- Selected excerpt:
·····
This story has been updated.

Debate on the biennial budget devolved into a culture war discussion about book banning on Monday night when a Republican lawmaker read sexually explicit material from books for young adults on the floor of the House of Representatives.

Children’s Committee ranking member Rep. Anne Dauphinais, R-Killingly, read excerpts from books she said can be found in Connecticut school libraries. The excerpts referenced oral sex and used vulgar terms for body parts and other sexual acts.

Monday night’s discussion was a continuation of a debate that began when the legislation, which attempts to prevent book banning, made its way through committee this session.

Dauphinais, a conservative Republican, has often raised concerns about pornography in libraries and cited specific books that have previously been considered for bans, many of them about sex education or coming-of-age stories that involve sexual situations and LGBTQ+ issues. 

Under the legislation, which passed the House early Tuesday morning as part of the biennial budget, school boards and library governing bodies would be required to create a policy for considering requests to ban books, and they would not be allowed to exclude a book solely because someone in a local community finds it offensive.
·····
- What this task involves: Return the passage of the book-banning debate article above from "Dauphinais, a conservative" to "and LGBTQ+ issues.", copied word for word.

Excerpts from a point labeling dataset
·····
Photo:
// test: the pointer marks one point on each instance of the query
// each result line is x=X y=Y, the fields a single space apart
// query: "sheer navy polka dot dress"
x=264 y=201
·····
- The completed task:
Dauphinais, a conservative Republican, has often raised concerns about pornography in libraries and cited specific books that have previously been considered for bans, many of them about sex education or coming-of-age stories that involve sexual situations and LGBTQ+ issues.